§ **ZADANIE PISEMNE A**: Który album zespołu Leprous tekst o tym zespole nazywa jego najlepszą płytą?
* * * * * * *
Norwedzy z Leprous przeszli długą, ale bardzo ciekawą drogę do punktu w którym znajdują się obecnie. Od ciężkich, pokręconych pierwszych albumów przez łagodzenie brzmienia, poszukiwania własnej ścieżki i tożsamości, przez lekką i flirtującą z popem "Malinę", a na najnowszym kończąc. "Pitfalls" to moim zdaniem nie tylko najlepszy album Trędowatych, ale także budzący ogromne emocje, samemu będąc na nich także oparty. Siła tego albumu nie polega na szybkim granie czy ciężarze wynikającego z tego grania, a właśnie na subtelności, emocjach i genialnym klimacie z jednej strony bardzo niepokojącego, odpychającego, a z drugiej oczyszczającego i przyciągającego. To album fantastycznie zrealizowany, porażający i idealny do wielokrotnego odsłuchu, odkrywania go na nowo i wyłapywania rozwiązań, które przegapiło się wcześniej. Dzieło idealne, absolutne - aczkolwiek w swoim gatunku, bo tylko jeden album z tej dekady mógł się okazać w mojej ocenie lepszy czy też raczej równie intrygujący i ciekawy - nawet jeśli należący do zupełnie innego gatunku - a pozostawiający z takim samym opadem szczęki przy każdy puszczeniu:

1. Ever Forthnight - Ever Forthnight (2011)

Brak tej płyty w jakichkolwiek zestawieniach nawet mnie nie dziwi, bo grupa nie tylko praktycznie już nie istnieje, ale nigdy nie cieszyła się szerokim zainteresowaniem. Okazjonalnie daje jakieś koncerty, coś przebąkuje o nowej płycie, ale od czasu debiutanckiego krążka nie pojawiły się żadne konkrety co do nowego materiału. To właśnie dzięki tej grupie poznałem Periphery i styl zwany djentem, a poznałem ją przypadkiem - nie ma przypadków - chyba za sprawą nie istniejącego już bloga Piotrka "Esta" Szymańskiego Dark Factory, ale w tym wypadku niestety głowy nie daję, że rzeczywiście tak było. Nie należy też ta płyta do najprzystępniejszych dla mniej wyrobionych słuchaczy, ale to, co się tu wyrabia przechodzi ludzkie pojęcie za absolutnie każdym razem, wbijając mnie w fotel i zachwycając. Perfekcja brzmienia, tempa, melodyjności, ciężaru i balansu między technicznym graniem, metalem progresywnym, death metalem, jazzem, fusion, a nawet rapem (!). Rzecz absolutnie wielka, fenomenalna i nawet jeśli nigdy panowie nie zrobią drugiej płyty, to ta będzie zachwycać swoim ogromem i genialnością nawet za dwadzieścia i za trzydzieści lat od teraz. To także płyta, które ryje beret nie zależnie od wersji - czy z fantastycznym wokalem Chrisa Baretto (ale nie tylko i udzielającego się także na saksofonie) czy wyłącznie w wersji instrumentalnej.
* * * * * * *
§ **ZADANIE PISEMNE B**: Przepisz bez zmian z wierszy poniżej wszystko od wiersza zawierającego „label: ceiling light => bbox” w dół aż do wiersza zawierającego „(76, 79), (111, 96)”, łącznie z obydwoma.
* * * * * * *
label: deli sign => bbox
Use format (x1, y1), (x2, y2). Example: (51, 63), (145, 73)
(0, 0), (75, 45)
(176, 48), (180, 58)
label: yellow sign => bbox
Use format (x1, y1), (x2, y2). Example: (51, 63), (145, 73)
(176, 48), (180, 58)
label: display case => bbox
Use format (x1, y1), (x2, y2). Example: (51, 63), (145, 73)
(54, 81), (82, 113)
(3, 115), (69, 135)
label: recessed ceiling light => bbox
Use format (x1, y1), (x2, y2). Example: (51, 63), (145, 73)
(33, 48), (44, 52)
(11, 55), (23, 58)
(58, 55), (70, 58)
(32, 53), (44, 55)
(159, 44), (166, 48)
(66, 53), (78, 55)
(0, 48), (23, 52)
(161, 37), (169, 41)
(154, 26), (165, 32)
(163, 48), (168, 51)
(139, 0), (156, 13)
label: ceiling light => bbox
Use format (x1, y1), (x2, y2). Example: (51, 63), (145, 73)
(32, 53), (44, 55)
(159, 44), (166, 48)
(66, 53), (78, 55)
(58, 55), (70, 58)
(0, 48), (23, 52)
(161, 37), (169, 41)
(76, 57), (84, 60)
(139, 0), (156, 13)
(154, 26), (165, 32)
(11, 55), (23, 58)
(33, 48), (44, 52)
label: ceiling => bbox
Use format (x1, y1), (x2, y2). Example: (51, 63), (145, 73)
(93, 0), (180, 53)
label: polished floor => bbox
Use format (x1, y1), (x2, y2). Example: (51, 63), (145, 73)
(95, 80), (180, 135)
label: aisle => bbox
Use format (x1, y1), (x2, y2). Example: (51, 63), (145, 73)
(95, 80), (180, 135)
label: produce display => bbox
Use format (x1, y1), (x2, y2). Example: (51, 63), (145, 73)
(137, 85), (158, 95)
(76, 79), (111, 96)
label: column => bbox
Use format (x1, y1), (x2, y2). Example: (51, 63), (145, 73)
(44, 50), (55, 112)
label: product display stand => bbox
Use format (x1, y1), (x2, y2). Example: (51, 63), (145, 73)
* * * * * * *
§ **ROZWIĄZANIE A**: Najlepszym albumem Leprous jest według tekstu „Pitfalls”.

§ **ROZWIĄZANIE B**:
label: ceiling light => bbox
Use format (x1, y1), (x2, y2). Example: (51, 63), (145, 73)
(32, 53), (44, 55)
(159, 44), (166, 48)
(66, 53), (78, 55)
(58, 55), (70, 58)
(0, 48), (23, 52)
(161, 37), (169, 41)
(76, 57), (84, 60)
(139, 0), (156, 13)
(154, 26), (165, 32)
(11, 55), (23, 58)
(33, 48), (44, 52)
label: ceiling => bbox
Use format (x1, y1), (x2, y2). Example: (51, 63), (145, 73)
(93, 0), (180, 53)
label: polished floor => bbox
Use format (x1, y1), (x2, y2). Example: (51, 63), (145, 73)
(95, 80), (180, 135)
label: aisle => bbox
Use format (x1, y1), (x2, y2). Example: (51, 63), (145, 73)
(95, 80), (180, 135)
label: produce display => bbox
Use format (x1, y1), (x2, y2). Example: (51, 63), (145, 73)
(137, 85), (158, 95)
(76, 79), (111, 96)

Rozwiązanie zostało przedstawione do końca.